- _Given problem_
Provide the data again in its entirety, exactly as given.

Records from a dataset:
◆ ◆ ◆ ◆ ◆ ◆ ◆
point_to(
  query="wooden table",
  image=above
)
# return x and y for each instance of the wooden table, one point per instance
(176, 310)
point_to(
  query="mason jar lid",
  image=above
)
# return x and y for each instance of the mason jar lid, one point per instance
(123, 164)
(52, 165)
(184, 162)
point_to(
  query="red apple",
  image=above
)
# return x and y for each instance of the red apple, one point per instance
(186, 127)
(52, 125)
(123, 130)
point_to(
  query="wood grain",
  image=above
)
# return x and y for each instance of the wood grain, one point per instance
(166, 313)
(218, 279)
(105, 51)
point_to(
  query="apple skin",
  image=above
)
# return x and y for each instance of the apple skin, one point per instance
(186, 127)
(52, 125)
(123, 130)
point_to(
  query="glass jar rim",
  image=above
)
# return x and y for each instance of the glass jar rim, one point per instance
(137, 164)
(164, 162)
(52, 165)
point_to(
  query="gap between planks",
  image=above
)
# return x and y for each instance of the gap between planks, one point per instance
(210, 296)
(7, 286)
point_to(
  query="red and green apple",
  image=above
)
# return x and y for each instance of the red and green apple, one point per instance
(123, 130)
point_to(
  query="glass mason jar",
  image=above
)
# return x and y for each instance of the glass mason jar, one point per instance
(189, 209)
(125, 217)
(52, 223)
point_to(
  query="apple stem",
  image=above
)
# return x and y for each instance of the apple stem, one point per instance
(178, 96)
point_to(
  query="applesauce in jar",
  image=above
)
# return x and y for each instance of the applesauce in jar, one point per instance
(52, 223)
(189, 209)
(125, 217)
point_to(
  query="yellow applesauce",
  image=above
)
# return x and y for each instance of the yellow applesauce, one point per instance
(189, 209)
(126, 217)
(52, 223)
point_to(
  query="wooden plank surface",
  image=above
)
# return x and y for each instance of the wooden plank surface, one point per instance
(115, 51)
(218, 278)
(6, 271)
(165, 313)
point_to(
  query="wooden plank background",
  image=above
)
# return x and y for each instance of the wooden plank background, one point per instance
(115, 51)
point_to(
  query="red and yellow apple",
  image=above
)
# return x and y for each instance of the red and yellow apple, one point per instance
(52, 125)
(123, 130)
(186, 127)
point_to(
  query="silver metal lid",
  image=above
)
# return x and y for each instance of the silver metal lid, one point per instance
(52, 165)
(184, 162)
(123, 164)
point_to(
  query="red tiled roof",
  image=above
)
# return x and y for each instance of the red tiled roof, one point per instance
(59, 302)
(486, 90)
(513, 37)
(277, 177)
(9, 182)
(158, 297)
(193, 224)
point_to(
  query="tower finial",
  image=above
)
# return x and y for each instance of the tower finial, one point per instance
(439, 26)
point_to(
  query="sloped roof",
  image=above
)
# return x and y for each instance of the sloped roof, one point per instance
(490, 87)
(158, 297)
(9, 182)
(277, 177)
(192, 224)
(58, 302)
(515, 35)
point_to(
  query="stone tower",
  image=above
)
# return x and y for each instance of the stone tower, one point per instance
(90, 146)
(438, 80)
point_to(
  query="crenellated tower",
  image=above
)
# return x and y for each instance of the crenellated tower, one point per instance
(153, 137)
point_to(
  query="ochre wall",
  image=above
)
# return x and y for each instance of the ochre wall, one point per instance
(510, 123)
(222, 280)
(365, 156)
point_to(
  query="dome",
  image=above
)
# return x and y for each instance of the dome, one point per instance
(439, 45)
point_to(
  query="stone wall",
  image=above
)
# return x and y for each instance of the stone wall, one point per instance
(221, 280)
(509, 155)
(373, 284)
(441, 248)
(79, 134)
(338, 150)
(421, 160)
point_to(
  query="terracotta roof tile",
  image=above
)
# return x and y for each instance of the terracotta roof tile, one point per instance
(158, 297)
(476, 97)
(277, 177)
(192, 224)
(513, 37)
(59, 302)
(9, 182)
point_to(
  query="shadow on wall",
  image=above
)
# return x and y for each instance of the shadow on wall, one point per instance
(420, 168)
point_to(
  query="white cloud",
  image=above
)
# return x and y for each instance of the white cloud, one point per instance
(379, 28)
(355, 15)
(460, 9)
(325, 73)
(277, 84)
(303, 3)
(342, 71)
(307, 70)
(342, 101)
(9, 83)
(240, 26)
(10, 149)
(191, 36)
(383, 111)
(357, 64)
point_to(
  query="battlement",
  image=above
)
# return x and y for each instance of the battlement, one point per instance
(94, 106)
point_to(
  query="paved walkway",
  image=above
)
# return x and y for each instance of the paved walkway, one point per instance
◆ ◆ ◆ ◆ ◆ ◆ ◆
- _Completed task_
point_to(
  query="wooden table",
  image=above
)
# return x and y for each instance of the wooden table, one point per instance
(176, 310)
point_to(
  query="mason jar lid",
  image=above
)
# return x and y for each instance of the mason jar lid, one point per instance
(123, 164)
(52, 165)
(184, 162)
point_to(
  query="red apple",
  image=above
)
# return x and y for each instance of the red apple, one point per instance
(186, 127)
(52, 125)
(123, 130)
point_to(
  query="wood grain",
  image=above
)
# return x and y for each instance of the wood grain, one point per instance
(166, 313)
(218, 279)
(105, 51)
point_to(
  query="apple skin",
  image=above
)
# return x and y for each instance of the apple skin, one point per instance
(186, 127)
(52, 125)
(123, 130)
point_to(
  query="glass jar rim",
  image=above
)
# return x and y for each instance of the glass jar rim, one point per instance
(137, 164)
(164, 162)
(52, 165)
point_to(
  query="gap between planks",
  image=above
)
# return x and y for each instance of the gap between planks, one point per instance
(210, 296)
(7, 286)
point_to(
  query="red and green apple",
  image=above
)
# return x and y for each instance of the red and green apple, one point per instance
(123, 130)
point_to(
  query="glass mason jar",
  image=above
)
# return x and y for each instance of the glass mason jar, one point per instance
(189, 209)
(125, 217)
(52, 223)
point_to(
  query="apple stem",
  image=above
)
# return x and y for each instance of the apple stem, one point per instance
(178, 96)
point_to(
  query="applesauce in jar",
  image=above
)
# return x and y for each instance of the applesauce in jar, one point per instance
(52, 223)
(189, 209)
(125, 217)
point_to(
  query="yellow applesauce",
  image=above
)
# return x and y for each instance of the yellow applesauce, one point per instance
(189, 209)
(126, 217)
(52, 223)
point_to(
  query="wooden plank surface",
  image=above
)
# return x and y for each instance of the wooden plank surface, one point per instance
(115, 51)
(218, 278)
(6, 271)
(165, 313)
point_to(
  query="wooden plank background",
  image=above
)
# return x and y for each instance of the wooden plank background, one point per instance
(115, 51)
point_to(
  query="red and yellow apple",
  image=above
)
# return x and y for each instance of the red and yellow apple, one point per instance
(52, 125)
(123, 130)
(186, 127)
point_to(
  query="silver metal lid",
  image=above
)
# return x and y for each instance of the silver metal lid, one point per instance
(52, 165)
(184, 162)
(123, 164)
point_to(
  query="red tiled roof",
  image=above
)
# return x and y for each instance of the red tiled roof, one point per instance
(59, 302)
(486, 90)
(513, 37)
(277, 177)
(9, 182)
(158, 297)
(193, 224)
point_to(
  query="tower finial",
  image=above
)
# return x and y for each instance of the tower finial, one point per instance
(439, 26)
point_to(
  query="sloped roof",
  image=above
)
# return x and y for each instance of the sloped roof, one point per instance
(490, 87)
(158, 297)
(9, 182)
(277, 177)
(192, 224)
(58, 302)
(515, 35)
point_to(
  query="stone tower",
  image=above
)
# return x and y for each instance of the stone tower, one point per instance
(90, 146)
(438, 80)
point_to(
  query="crenellated tower",
  image=above
)
# return x and y for each instance of the crenellated tower, one point per instance
(153, 137)
point_to(
  query="ochre wall",
  image=above
)
# return x and y for each instance of the ochre wall, one point per instance
(510, 123)
(222, 280)
(365, 156)
point_to(
  query="dome",
  image=above
)
# return x and y for each instance of the dome, one point per instance
(439, 45)
point_to(
  query="stone wall",
  image=above
)
# return x and y for each instance of the stone wall, one point per instance
(221, 280)
(509, 155)
(373, 284)
(441, 248)
(79, 134)
(338, 150)
(421, 160)
point_to(
  query="terracotta roof tile",
  image=above
)
# return x and y for each instance of the terracotta roof tile, one point per instance
(158, 297)
(476, 97)
(277, 177)
(192, 224)
(513, 37)
(59, 302)
(9, 182)
point_to(
  query="shadow on wall",
  image=above
)
# return x and y for each instance of the shadow on wall, one point per instance
(420, 168)
point_to(
  query="white cloud",
  image=above
)
# return x and y for each instance of the white cloud, one point per instance
(379, 28)
(355, 15)
(460, 9)
(325, 73)
(277, 84)
(303, 3)
(342, 71)
(307, 70)
(342, 101)
(9, 83)
(240, 26)
(10, 149)
(191, 36)
(383, 111)
(357, 64)
point_to(
  query="battlement",
  image=above
)
# return x and y for each instance of the battlement, one point per instance
(94, 106)
point_to(
  query="paved walkway",
  image=above
)
# return x and y for each instance of the paved walkway, one point per instance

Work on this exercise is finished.